§ Dataset content:
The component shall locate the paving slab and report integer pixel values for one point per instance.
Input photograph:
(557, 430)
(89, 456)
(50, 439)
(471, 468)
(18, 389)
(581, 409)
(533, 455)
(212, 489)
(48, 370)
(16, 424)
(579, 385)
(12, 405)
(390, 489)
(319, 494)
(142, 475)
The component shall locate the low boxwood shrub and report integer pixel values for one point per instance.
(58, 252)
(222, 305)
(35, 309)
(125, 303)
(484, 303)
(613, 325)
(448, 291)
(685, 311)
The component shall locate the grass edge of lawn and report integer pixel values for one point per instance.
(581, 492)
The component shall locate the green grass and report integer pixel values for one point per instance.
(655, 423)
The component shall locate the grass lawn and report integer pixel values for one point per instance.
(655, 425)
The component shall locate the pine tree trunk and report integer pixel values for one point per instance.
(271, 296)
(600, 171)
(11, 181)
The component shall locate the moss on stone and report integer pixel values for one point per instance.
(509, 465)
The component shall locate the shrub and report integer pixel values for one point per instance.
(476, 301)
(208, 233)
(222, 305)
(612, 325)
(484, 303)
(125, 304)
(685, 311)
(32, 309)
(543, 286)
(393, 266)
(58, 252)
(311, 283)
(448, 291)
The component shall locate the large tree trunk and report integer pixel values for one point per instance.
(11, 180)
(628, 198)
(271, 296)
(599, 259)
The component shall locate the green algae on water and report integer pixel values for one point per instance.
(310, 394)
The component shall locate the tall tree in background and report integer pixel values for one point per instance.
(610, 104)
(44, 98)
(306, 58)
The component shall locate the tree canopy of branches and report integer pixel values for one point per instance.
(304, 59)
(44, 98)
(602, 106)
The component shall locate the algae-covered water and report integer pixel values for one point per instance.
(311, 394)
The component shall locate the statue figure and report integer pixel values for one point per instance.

§ Work to do:
Word for word, quote the lines from the line containing "The component shall locate the green algae" through the end of the material, both included, and nothing else.

§ Response:
The component shall locate the green algae on water and report integer pixel values for one point per instance.
(310, 394)
The component shall locate the tall tree in background and report integer pixel values for one point per instance.
(610, 104)
(44, 98)
(306, 58)
The component shall locate the tree canopy of branches and report integer pixel values for one point per instance.
(304, 59)
(44, 98)
(602, 106)
The component shall locate the algae-covered water and report integer pixel values for one point per instance.
(311, 394)
The component shall locate the statue figure and report integer pixel values for one point per instance.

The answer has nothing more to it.